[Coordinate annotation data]
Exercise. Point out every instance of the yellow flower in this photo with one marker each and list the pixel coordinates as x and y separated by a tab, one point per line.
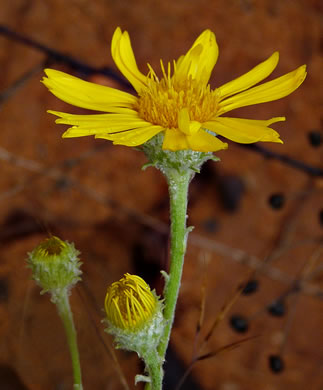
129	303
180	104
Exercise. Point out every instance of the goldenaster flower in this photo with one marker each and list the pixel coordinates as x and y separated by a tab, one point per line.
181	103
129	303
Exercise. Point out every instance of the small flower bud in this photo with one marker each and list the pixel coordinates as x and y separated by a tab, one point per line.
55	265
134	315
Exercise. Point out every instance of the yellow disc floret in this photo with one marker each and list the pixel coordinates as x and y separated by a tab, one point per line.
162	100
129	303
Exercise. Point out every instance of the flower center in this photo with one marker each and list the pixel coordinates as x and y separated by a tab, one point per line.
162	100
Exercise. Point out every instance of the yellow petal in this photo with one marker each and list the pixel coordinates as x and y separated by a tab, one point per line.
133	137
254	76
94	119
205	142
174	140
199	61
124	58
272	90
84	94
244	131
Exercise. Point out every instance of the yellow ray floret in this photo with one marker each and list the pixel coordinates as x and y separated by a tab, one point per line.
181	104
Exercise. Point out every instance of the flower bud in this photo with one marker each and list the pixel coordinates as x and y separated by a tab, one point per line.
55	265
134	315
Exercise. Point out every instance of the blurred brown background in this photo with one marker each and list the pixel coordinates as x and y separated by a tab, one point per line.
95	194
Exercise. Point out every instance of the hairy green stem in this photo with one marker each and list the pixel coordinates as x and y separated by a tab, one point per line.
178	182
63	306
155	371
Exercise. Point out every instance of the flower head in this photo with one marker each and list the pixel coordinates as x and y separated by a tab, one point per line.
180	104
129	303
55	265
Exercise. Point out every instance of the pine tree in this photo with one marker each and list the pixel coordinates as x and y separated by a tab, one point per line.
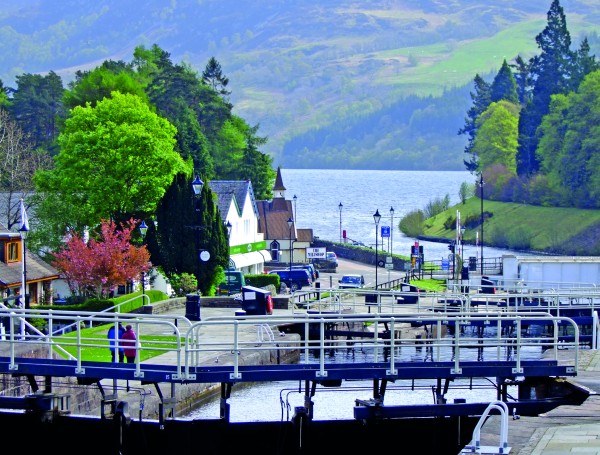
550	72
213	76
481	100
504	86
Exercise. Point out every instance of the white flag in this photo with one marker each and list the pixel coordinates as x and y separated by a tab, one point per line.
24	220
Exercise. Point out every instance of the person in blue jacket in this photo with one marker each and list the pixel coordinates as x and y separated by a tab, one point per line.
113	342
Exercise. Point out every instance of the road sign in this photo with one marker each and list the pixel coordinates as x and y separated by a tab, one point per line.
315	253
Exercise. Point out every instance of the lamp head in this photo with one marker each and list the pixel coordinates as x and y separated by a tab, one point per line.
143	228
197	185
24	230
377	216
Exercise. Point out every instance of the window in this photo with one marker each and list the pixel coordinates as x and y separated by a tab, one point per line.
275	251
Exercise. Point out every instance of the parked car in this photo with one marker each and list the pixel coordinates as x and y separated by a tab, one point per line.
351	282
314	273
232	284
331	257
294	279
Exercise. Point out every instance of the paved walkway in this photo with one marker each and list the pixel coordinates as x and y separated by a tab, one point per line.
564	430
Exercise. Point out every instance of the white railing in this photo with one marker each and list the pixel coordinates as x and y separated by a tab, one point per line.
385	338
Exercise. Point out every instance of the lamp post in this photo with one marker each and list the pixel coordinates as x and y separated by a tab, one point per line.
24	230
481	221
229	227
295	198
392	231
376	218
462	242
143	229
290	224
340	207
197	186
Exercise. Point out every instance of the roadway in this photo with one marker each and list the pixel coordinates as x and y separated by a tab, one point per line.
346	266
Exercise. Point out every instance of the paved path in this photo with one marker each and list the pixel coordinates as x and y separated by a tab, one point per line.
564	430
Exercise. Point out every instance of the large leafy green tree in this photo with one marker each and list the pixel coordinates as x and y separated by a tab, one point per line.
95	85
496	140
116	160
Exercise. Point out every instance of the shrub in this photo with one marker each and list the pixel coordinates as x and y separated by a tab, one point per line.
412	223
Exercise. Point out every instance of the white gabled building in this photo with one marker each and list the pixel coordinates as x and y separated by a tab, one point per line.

Your instructions
Reproduce all of the data above, switching "Point out" to "Indicate" wherever it occurs and leaving everything else unchanged. Omit the pictures.

Solution to this exercise
Exercise. Indicate every instance of the yellow flower in this photo with one marker each and list the pixel coordinates as x and y separated by a tab, one point per line.
129	303
180	104
Exercise. Indicate every instance of the goldenaster flower in this photo with one marker each and list the pixel coordinates as x and y separated by a tab, one point per line.
181	103
129	303
Exercise. Indicate every instance of the small flower bud in this photo with one marker each and list the pixel coordinates as x and y separated by a tab, one point per line.
55	265
134	315
Exercise. Indicate every instance of the yellow disc floret in this photo with one marker each and list the pixel coordinates as x and y separated by a tab, one point per line.
162	100
129	303
Exercise. Indicate every instance of the flower center in this photo with one marker each and list the pixel coordinates as x and y separated by a tab, one point per line.
162	100
Exercise. Indicate every instance of the yellow petal in this photo with one marker each and list the pixel coordinates as x and y separated by a tab, one point per line.
133	137
254	76
94	119
205	142
174	140
199	61
124	58
272	90
84	94
244	131
Exercise. Indicate every instance of the yellow ray floret in this photo with one marker each and list the pixel coordinates as x and y separated by a tab, one point per line.
181	104
Exercise. Indicate every instance of the flower bud in this photo with one marker each and list the pixel coordinates as x and y separated by a tab, one point per line.
55	265
134	315
Exercise. Indicate every instance of the blurred brown background in this photo with one marker each and list the pixel coordinates as x and y separated by a tab, one point per line.
95	194
Exercise. Indicate every instance of the hairy green stem in this photo with one marker each and list the pixel coordinates as x and y separated by a tab, one point per line.
178	182
63	306
155	371
Exercise. Indicate every instance of the flower head in this photo with one marker each and list the pixel coordinates as x and y separated by a tab, one point per line.
180	104
129	303
55	265
Exercise. Indicate every instance of the pine tree in this photo with one marker each and list the pixel coordinates as x and y separated by a tab, one point per line.
550	72
213	76
481	100
504	86
Exercise. Indicate every instance of the white flag in this photo with one marker each and list the pixel coordinates as x and y separated by a tab, one point per line.
24	220
Exercise. Indicate every instance of the person in blue jacket in this photo with one marker each and list the pixel coordinates as x and y separated by a tab, one point per line.
113	342
Exercise. Indicate every instance of the road sign in this photo with one marker each and list the pixel coordinates as x and y separated by a tab, one point per line.
315	253
Exercise. Indicate every instance of the lamp head in this photo with one marker each and list the pixel coordinates as x and y separated by a tab, one point per line.
143	228
197	185
24	230
377	216
Exercise. Indicate every instance of the window in this photo with one marker each and list the pixel coordinates as x and y separated by a tab, one point per line.
275	251
Exercise. Indicate every instance of the parked car in this photo with one marker each and list the pixel coordinates as x and y separated by a tab, one point per line.
351	282
314	273
232	284
331	257
294	279
Exercise. Indicate every instance of the paved walkway in this photo with one marker each and list the pixel coordinates as x and y separated by a tab, one point per line.
564	430
Exercise. Indicate every instance of the white railing in this photo with one marker each and list the pixel coordinates as x and y separated by a tab, one point per line.
385	338
Exercise. Indicate every instance of the lamp post in this photo with one marker each and list the pixel coordinates as x and y separated by a tab, one point per line.
24	230
481	221
229	227
295	198
392	231
376	218
462	242
143	229
290	224
340	207
197	186
Exercise. Indicate every instance of the roadway in this photo with one marker each and list the pixel coordinates as x and y separated by a tab, one point per line.
346	266
Exercise. Indicate every instance of the paved path in this photo with one marker each and list the pixel coordinates as x and y separated by a tab, one point per line.
564	430
Exercise. Indicate every instance of the large leafy green tree in this photo with one marker each and list the pixel coordinates as x and y separated by a tab, one point per line.
95	85
496	140
116	160
Exercise. Indicate every instance of the shrub in this photo with one marker each and list the pixel coordinates as x and y separated by a tab, one point per line.
412	223
Exercise. Indicate every instance of the white gabled building in this photo with one marker each and list the pixel coordinates as x and y separated by a tab, one point per line.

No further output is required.